• [Stated task 1]: Retype the passage of the Albox market thread from "## gus-lopez (Jan" to "really been affected.".
• [Stated task 2]: In the Albox market thread, on what day of the week is the car boot sale at the Bar International held?

--- start of Provided text ---

# Expat market in Albox?



## fastlos (Dec 6, 2011)

Hello All,

Does anyone know of the mercadillo in Albox that has lots of British sellers and goods? I believe it's held at a British owned bar. 

Thanks so much!

Carlos


----------



## thrax (Nov 13, 2008)

I don't know of it but try: Mercadillo de Albox


----------



## gus-lopez (Jan 4, 2010)

I think you are talking about the Saturday ' carboot' ( rastro) sale held at the Bar International'. 
The bar has never been run by British . Originally run by a chap called Hugo , who I believe was from south america, & a very successful restaurant& bar it was. So good that the owner kept putting the rent up, like they do, 'tilll in the end Hugo went & opened up somewhere else. 

I believe the owner , or his daughter then ran it but was useless. Apparently it has just re-opened last week with a local family running it , Spanish husband American wife, who I believe is a local school teacher. The car boot runs every saturday & hasn't really been affected. 
If Owdoggy sees this he can shed a bit more light as he is local to the area.

There is also now on the opposite side of the road a saturday market ( used to be sundays as well originally ) . Los Llanos (?) I believe it's called ?


----------



## fastlos (Dec 6, 2011)

Hey, thank you so much! I appreciate the info. Have a great night!

Carlos


----------

--- end of Provided text ---
--- start of Dataset excerpt ---

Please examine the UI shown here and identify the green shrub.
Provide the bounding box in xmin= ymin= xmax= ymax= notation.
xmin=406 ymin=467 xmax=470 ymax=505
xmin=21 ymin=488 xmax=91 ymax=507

--- end of Dataset excerpt ---

• [Correct response 1]:
## gus-lopez (Jan 4, 2010)

I think you are talking about the Saturday ' carboot' ( rastro) sale held at the Bar International'. 
The bar has never been run by British . Originally run by a chap called Hugo , who I believe was from south america, & a very successful restaurant& bar it was. So good that the owner kept putting the rent up, like they do, 'tilll in the end Hugo went & opened up somewhere else. 

I believe the owner , or his daughter then ran it but was useless. Apparently it has just re-opened last week with a local family running it , Spanish husband American wife, who I believe is a local school teacher. The car boot runs every saturday & hasn't really been affected.

• [Correct response 2]: Every Saturday.